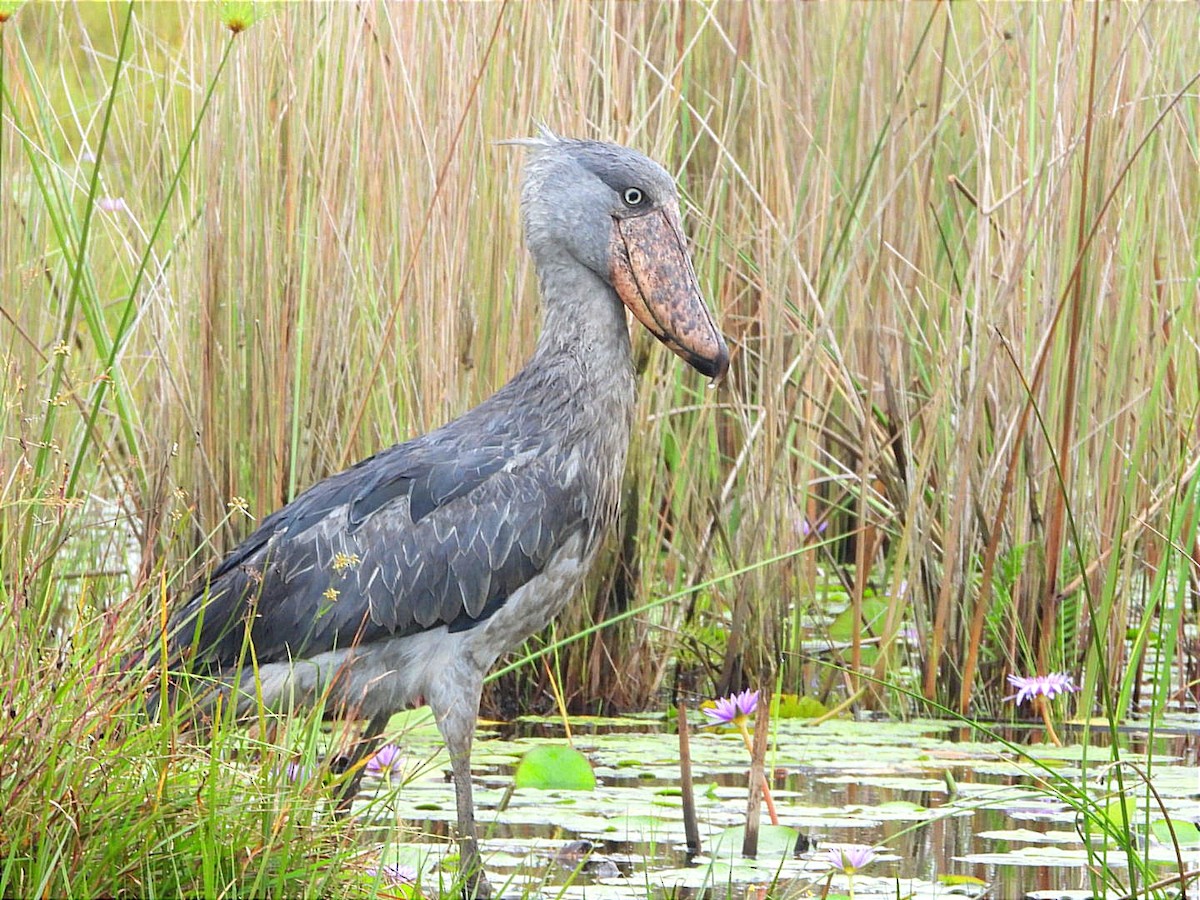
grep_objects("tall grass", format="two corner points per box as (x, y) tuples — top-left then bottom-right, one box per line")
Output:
(0, 2), (1200, 893)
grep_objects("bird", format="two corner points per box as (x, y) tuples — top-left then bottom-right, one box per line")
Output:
(162, 128), (730, 898)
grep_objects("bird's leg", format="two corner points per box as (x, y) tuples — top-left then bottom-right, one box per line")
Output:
(337, 715), (391, 814)
(450, 739), (492, 900)
(434, 684), (492, 900)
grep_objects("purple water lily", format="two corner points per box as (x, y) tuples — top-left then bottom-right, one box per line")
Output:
(828, 844), (875, 875)
(700, 691), (758, 725)
(366, 744), (404, 776)
(1004, 672), (1079, 706)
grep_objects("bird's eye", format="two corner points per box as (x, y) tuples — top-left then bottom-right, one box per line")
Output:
(620, 187), (646, 206)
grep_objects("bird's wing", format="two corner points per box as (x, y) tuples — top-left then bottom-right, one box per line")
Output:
(173, 436), (588, 668)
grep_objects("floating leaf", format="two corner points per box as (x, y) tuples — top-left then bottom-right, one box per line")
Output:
(713, 824), (800, 859)
(773, 694), (829, 719)
(829, 596), (890, 653)
(937, 875), (988, 887)
(512, 744), (596, 791)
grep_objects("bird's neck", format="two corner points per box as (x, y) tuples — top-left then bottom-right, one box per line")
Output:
(534, 260), (634, 393)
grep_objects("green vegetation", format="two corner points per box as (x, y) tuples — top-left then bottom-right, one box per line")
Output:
(0, 2), (1200, 896)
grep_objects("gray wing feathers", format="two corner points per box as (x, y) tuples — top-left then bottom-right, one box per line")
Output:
(176, 442), (587, 667)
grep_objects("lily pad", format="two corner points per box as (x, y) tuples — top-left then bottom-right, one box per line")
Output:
(512, 744), (596, 791)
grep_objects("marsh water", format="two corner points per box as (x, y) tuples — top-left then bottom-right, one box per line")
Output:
(343, 713), (1200, 900)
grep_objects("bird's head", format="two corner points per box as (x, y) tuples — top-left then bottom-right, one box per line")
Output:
(514, 130), (730, 379)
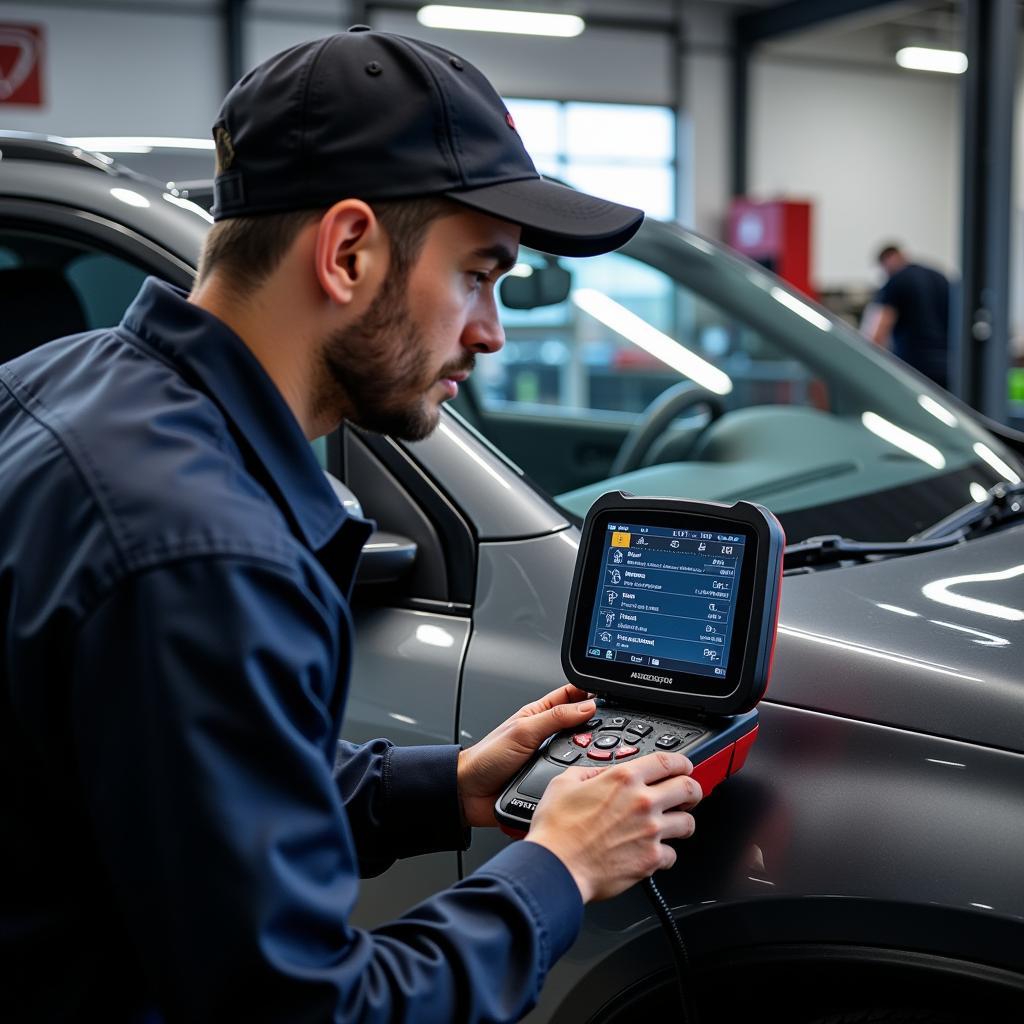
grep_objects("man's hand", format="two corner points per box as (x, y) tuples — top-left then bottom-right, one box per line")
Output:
(459, 683), (597, 825)
(525, 753), (703, 903)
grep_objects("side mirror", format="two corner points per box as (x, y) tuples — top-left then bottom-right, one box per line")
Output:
(498, 260), (572, 309)
(325, 470), (417, 587)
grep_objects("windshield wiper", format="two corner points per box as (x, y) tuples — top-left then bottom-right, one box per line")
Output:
(910, 481), (1024, 542)
(783, 534), (964, 572)
(784, 483), (1024, 572)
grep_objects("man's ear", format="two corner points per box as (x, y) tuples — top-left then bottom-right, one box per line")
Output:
(313, 199), (388, 306)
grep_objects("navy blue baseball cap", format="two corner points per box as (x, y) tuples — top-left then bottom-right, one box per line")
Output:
(207, 26), (643, 256)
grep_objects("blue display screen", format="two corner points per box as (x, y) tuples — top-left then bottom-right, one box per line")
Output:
(587, 522), (746, 679)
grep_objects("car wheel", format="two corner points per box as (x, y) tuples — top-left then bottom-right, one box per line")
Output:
(806, 1007), (963, 1024)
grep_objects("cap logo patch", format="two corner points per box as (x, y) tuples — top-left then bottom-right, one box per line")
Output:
(213, 125), (234, 174)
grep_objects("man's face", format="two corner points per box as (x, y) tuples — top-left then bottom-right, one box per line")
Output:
(323, 210), (519, 440)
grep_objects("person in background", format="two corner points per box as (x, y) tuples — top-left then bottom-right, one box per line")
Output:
(0, 27), (701, 1024)
(864, 245), (949, 387)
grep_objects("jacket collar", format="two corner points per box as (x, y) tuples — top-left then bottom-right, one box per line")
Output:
(121, 278), (350, 551)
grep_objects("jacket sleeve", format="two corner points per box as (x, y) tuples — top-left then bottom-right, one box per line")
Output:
(73, 557), (582, 1024)
(334, 739), (469, 878)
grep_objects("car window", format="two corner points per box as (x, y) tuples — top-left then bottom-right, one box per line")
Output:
(0, 225), (146, 360)
(473, 250), (827, 414)
(456, 222), (1024, 541)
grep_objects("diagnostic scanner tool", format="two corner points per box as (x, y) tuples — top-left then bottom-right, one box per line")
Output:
(496, 492), (785, 834)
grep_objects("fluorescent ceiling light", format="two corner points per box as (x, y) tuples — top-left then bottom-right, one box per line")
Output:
(918, 394), (959, 427)
(572, 288), (732, 394)
(771, 286), (831, 331)
(974, 441), (1021, 483)
(921, 565), (1024, 623)
(416, 4), (586, 39)
(164, 193), (213, 224)
(896, 46), (967, 75)
(860, 413), (946, 469)
(111, 188), (150, 209)
(68, 135), (214, 153)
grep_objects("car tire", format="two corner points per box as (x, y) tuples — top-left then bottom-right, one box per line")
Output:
(806, 1007), (964, 1024)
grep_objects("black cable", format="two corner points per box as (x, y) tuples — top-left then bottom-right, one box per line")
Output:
(643, 878), (697, 1024)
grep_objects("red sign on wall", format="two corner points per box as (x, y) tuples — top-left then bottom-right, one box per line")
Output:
(0, 23), (43, 106)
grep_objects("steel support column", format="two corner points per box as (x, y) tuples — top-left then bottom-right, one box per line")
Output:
(949, 0), (1019, 422)
(224, 0), (248, 89)
(730, 0), (895, 196)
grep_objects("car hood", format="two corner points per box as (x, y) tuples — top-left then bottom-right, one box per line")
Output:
(767, 526), (1024, 752)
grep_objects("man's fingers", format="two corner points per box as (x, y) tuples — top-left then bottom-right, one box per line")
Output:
(647, 775), (703, 811)
(630, 751), (693, 782)
(662, 811), (696, 839)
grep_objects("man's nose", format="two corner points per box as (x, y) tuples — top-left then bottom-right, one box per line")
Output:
(462, 299), (505, 353)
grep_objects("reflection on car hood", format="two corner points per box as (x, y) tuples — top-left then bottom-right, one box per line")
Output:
(768, 526), (1024, 753)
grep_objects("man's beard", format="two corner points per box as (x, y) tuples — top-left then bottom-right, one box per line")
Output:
(315, 274), (474, 441)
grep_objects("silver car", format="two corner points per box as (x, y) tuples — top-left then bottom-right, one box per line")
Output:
(6, 134), (1024, 1024)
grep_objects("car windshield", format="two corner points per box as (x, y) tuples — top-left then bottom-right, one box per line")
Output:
(456, 223), (1024, 541)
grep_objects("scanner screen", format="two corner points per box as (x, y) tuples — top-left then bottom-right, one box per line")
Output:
(587, 521), (746, 682)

= = = = =

What the task requires — Can you copy out every one of the lines above word for word, leaving out the pictures?

Task solution —
grep_objects("tall grass", format="two corner points per box as (x, y) tuples — top-left then bottom-right, one box per line")
Output:
(0, 2), (1200, 893)
grep_objects("bird", format="two corner points per box as (x, y) tuples — top-left then bottom-right, one box per line")
Output:
(162, 128), (730, 898)
grep_objects("bird's leg", format="two corner points per box as (x, y) tuples — top-left then bottom-right, one box per line")
Output:
(337, 715), (391, 814)
(450, 739), (492, 900)
(434, 684), (492, 900)
grep_objects("purple water lily", format="two corner points per box as (x, y) tuples — top-left then bottom-right, one box per line")
Output:
(828, 844), (875, 875)
(700, 691), (758, 725)
(366, 744), (404, 776)
(1004, 672), (1079, 706)
grep_objects("bird's eye", format="two corner points per box as (x, y) tuples — top-left then bottom-right, one box per line")
Output:
(620, 187), (646, 206)
grep_objects("bird's wing", format="two corner points per box as (x, y) tuples — top-left then bottom-right, one box per line")
Output:
(173, 436), (588, 668)
grep_objects("floating leaf", format="two corner points per box as (x, y) tuples — top-left then bottom-right, one box per line")
Output:
(713, 824), (800, 859)
(773, 694), (829, 719)
(829, 596), (890, 653)
(937, 875), (988, 887)
(512, 744), (596, 791)
grep_objects("bird's neck", format="two corner points per box as (x, y) tuples — top-left then bottom-right, one box per line")
Output:
(534, 260), (634, 393)
grep_objects("green vegetation", format="two corner points per box as (x, y) tuples — top-left then bottom-right, one box per line")
Output:
(0, 2), (1200, 896)
grep_objects("gray wing feathers", format="two corner points per box as (x, y) tuples — top-left then bottom-right, one box per line")
Output:
(176, 442), (587, 667)
grep_objects("lily pad", format="two corner points per box as (x, y) tuples — top-left then bottom-right, one box per line")
Output:
(512, 744), (596, 791)
grep_objects("marsh water", format="two corner points per box as (x, y) tuples — top-left then bottom-right, one box per line")
Output:
(343, 713), (1200, 900)
grep_objects("bird's head", format="two corner points per box as (x, y) tuples — top-left then bottom-right, one box per line")
Output:
(514, 130), (730, 379)
grep_objects("man's hand", format="two corner points per box as (x, y) tuples — top-left then bottom-right, one box per line")
Output:
(459, 683), (597, 825)
(525, 753), (703, 903)
grep_objects("side mirror", format="two corner points per box as (x, y) tuples — top-left then bottom-right, one box per line")
Output:
(498, 260), (572, 309)
(325, 470), (417, 587)
grep_objects("windshield wiper", format="two corner points per box as (x, y) tuples — top-left then bottom-right, one box per line")
Output:
(910, 481), (1024, 542)
(783, 534), (964, 572)
(784, 483), (1024, 572)
grep_objects("man's ear", format="two corner points per box as (x, y) tuples — top-left then bottom-right, one box per line")
Output:
(313, 199), (388, 306)
grep_objects("navy blue baseball cap", format="two corner points per box as (x, y) tuples — top-left then bottom-right, one box per line")
Output:
(207, 26), (643, 256)
grep_objects("blue display screen", format="two corner points per box as (x, y) tuples — top-left then bottom-right, one box per line")
Output:
(587, 522), (746, 679)
grep_objects("car wheel", format="two corner points per box as (x, y) tuples — top-left then bottom-right, one box per line")
Output:
(806, 1007), (963, 1024)
grep_objects("cap logo patch", format="two corner points per box as (x, y) tuples — top-left then bottom-right, one box per line")
Output:
(213, 125), (234, 174)
grep_objects("man's face", format="two corner points per box as (x, y) tuples — top-left then bottom-right, one box per line")
Output:
(323, 210), (519, 440)
grep_objects("person in background", format="two corner points per box as (x, y) tuples — top-left then bottom-right, one box per line")
Output:
(0, 27), (701, 1024)
(864, 245), (949, 387)
grep_objects("jacket collar", format="two corner points per box as (x, y) tuples — top-left then bottom-right, one box per line")
Output:
(121, 278), (350, 551)
grep_objects("jacket sleeve", format="two corner points per box as (x, y) tuples — top-left then bottom-right, one box per line")
Output:
(73, 557), (582, 1024)
(334, 739), (469, 878)
grep_objects("car window", format="two corner points per box as (x, y) tuples — top-left then bottom-right, one box per line")
Output:
(0, 225), (146, 360)
(473, 250), (827, 414)
(456, 222), (1024, 541)
grep_objects("diagnostic scanner tool", format="two corner points per box as (x, y) tuples — top-left then bottom-right, one box per line")
Output:
(496, 492), (785, 834)
grep_objects("fluorescent ceiling light", format="two corner points per box as (x, y) tuples — top-left then bottom-right, one box per line")
Output:
(918, 394), (959, 427)
(572, 288), (732, 394)
(771, 286), (831, 331)
(974, 441), (1021, 483)
(921, 565), (1024, 623)
(416, 4), (586, 39)
(164, 193), (213, 224)
(896, 46), (967, 75)
(860, 413), (946, 469)
(111, 188), (150, 209)
(68, 135), (214, 153)
grep_objects("car tire", format="two corner points per box as (x, y) tuples — top-left then bottom-right, one box per line")
Output:
(806, 1007), (964, 1024)
grep_objects("black cable", format="two corner points per box as (x, y) tuples — top-left then bottom-right, one box per line")
Output:
(643, 878), (697, 1024)
grep_objects("red sign on wall", format="two corner points per box as (x, y) tuples — top-left then bottom-right, one box per line")
Output:
(0, 23), (43, 106)
grep_objects("steel support column", format="two corner points per box as (x, y) tuples — top-left then bottom-right, one box per line")
Output:
(949, 0), (1019, 422)
(224, 0), (248, 89)
(730, 0), (895, 196)
grep_objects("car hood", format="two corner points per box as (x, y) tuples — top-left then bottom-right, one box per line")
Output:
(767, 526), (1024, 752)
grep_objects("man's fingers", format="two corner points per box as (x, y) tuples — top-left then bottom-right, one box per line")
Output:
(647, 775), (703, 811)
(630, 751), (693, 782)
(662, 811), (696, 839)
grep_objects("man's nose", format="two corner points per box as (x, y) tuples — top-left then bottom-right, one box per line")
Output:
(462, 299), (505, 353)
grep_objects("reflection on car hood", format="two corner points per box as (x, y) tuples — top-left then bottom-right, one box per line")
Output:
(768, 526), (1024, 753)
grep_objects("man's beard", format="two corner points per box as (x, y) tuples — top-left then bottom-right, one box per line")
Output:
(315, 274), (474, 441)
grep_objects("silver car", format="two corner points per box as (x, y) tuples — top-left then bottom-right, one box per line")
Output:
(6, 134), (1024, 1024)
grep_objects("car windshield", format="two corner points per box as (x, y) tuples — top-left then bottom-right, one box per line")
Output:
(456, 223), (1024, 541)
grep_objects("scanner screen", format="two corner points per box as (x, y) tuples — top-left then bottom-right, one box per line")
Output:
(587, 521), (746, 682)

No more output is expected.